Exercise directions:
Take the data that sits below and write it out again exactly.
------ Supplied data ------
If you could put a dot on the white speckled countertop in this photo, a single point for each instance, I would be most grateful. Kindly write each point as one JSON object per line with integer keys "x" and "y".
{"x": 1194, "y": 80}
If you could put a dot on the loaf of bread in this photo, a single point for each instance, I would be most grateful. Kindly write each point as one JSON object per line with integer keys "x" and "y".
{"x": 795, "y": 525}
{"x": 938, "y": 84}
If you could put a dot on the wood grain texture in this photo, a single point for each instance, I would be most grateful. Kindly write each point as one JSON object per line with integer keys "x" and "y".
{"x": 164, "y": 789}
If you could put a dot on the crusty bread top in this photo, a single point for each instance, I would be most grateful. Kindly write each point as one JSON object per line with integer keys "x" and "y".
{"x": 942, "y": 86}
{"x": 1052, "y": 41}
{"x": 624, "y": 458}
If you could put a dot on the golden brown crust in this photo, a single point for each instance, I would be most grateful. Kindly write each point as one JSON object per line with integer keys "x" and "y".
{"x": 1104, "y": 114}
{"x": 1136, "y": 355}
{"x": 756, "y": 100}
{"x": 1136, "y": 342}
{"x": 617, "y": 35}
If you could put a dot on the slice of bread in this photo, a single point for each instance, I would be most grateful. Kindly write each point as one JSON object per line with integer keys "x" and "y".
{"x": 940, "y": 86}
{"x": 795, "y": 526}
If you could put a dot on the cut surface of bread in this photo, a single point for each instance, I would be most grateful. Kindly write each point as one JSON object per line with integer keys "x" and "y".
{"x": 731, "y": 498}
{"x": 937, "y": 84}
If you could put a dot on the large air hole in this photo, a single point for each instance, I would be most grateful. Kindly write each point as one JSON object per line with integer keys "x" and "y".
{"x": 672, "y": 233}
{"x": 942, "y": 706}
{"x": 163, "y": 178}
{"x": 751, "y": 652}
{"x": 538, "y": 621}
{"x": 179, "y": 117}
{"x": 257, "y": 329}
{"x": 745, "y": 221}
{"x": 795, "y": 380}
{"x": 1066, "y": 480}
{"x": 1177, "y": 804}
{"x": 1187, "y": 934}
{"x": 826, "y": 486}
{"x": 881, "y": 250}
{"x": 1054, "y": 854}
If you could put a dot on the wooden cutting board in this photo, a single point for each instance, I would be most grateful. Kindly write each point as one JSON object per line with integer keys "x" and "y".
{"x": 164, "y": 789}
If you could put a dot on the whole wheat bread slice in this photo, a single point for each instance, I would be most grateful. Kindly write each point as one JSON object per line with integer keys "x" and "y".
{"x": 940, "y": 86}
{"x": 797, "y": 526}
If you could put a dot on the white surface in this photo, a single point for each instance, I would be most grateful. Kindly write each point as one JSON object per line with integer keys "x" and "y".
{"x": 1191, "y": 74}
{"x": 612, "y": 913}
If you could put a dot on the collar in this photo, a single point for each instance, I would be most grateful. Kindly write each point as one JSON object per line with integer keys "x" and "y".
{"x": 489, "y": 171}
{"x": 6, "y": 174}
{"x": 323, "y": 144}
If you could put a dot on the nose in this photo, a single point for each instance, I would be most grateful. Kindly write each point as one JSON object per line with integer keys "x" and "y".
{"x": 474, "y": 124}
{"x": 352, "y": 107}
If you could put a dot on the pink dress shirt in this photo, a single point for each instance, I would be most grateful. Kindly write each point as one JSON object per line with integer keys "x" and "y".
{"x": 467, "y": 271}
------
Worked solution:
If you could put a dot on the white speckled countertop in this photo, a single point for each instance, I would be most grateful. Kindly write each point as one JSON object per line with integer keys "x" and "y".
{"x": 1194, "y": 80}
If you could put a dot on the loaf of bread in this photo, a single point for each instance, I would be most grateful. Kindly write each point as one JSON object per line with integer keys "x" and "y".
{"x": 795, "y": 525}
{"x": 938, "y": 84}
If you could put a dot on the wood grain texture in this photo, a single point for each instance, I would be most grateful. Kindly write each point as one JSON object per line with integer keys "x" and "y".
{"x": 164, "y": 789}
If you could put a dot on the crusty bread top in this photo, a single point for each instance, I would be most grateful. Kindly write each point as one JSON object per line with integer keys "x" and "y".
{"x": 942, "y": 86}
{"x": 1052, "y": 41}
{"x": 624, "y": 458}
If you could put a dot on the golden brown crust in this photo, a single point for each instance, I would be most grateful. Kindly write each point as one JSON object per line with integer keys "x" and "y".
{"x": 1104, "y": 114}
{"x": 1136, "y": 355}
{"x": 756, "y": 100}
{"x": 1136, "y": 342}
{"x": 617, "y": 35}
If you could put a dot on the slice of bread in this photo, a single point for each instance, I would be most grateful. Kindly write each point as one JSON object per line with integer keys "x" and "y".
{"x": 940, "y": 86}
{"x": 795, "y": 526}
If you could put a dot on the cut surface of bread in this photo, a single point for each instance, I would be most grateful. Kindly write each point as one JSON object per line with integer keys "x" and "y".
{"x": 731, "y": 498}
{"x": 937, "y": 84}
If you could put a dot on the large air hole in this photo, a single point for each instance, I would be most grateful. Kindly write each point as one JSON object per line with integer keys "x" and "y".
{"x": 672, "y": 233}
{"x": 942, "y": 706}
{"x": 163, "y": 178}
{"x": 751, "y": 652}
{"x": 538, "y": 621}
{"x": 179, "y": 117}
{"x": 257, "y": 329}
{"x": 745, "y": 221}
{"x": 795, "y": 380}
{"x": 1066, "y": 480}
{"x": 1177, "y": 804}
{"x": 1187, "y": 934}
{"x": 826, "y": 486}
{"x": 881, "y": 250}
{"x": 1054, "y": 854}
If you could put a dot on the wooden cutting board in this photo, a single point for each instance, I would be most grateful. Kindly write each point as one JSON object per line with integer keys "x" and "y".
{"x": 164, "y": 789}
If you could put a dot on the whole wheat bread slice in this photo, a single point for each instance, I would be most grateful. Kindly write each point as one JSON object per line with integer keys "x" and "y".
{"x": 940, "y": 86}
{"x": 797, "y": 526}
If you could put a dot on the white surface in this photo, a single point for each instance, I would be most grateful. Kindly write each point as one JSON object per line with integer keys "x" and "y".
{"x": 1191, "y": 74}
{"x": 612, "y": 913}
If you could put a dot on the collar in this photo, a single point for each instance, I would be most grateful. Kindly write each point as one JSON object per line with integer keys "x" and "y".
{"x": 489, "y": 171}
{"x": 6, "y": 174}
{"x": 323, "y": 144}
If you could put a dot on the nose in this photo, a single point for each instance, I would be most grateful. Kindly write each point as one JSON object per line with integer keys "x" and "y".
{"x": 474, "y": 124}
{"x": 352, "y": 107}
If you could put a dot on the pink dress shirt in this photo, a single point for each instance, I would be most grateful. Kindly write each point as one JSON object per line with integer keys "x" and "y".
{"x": 467, "y": 271}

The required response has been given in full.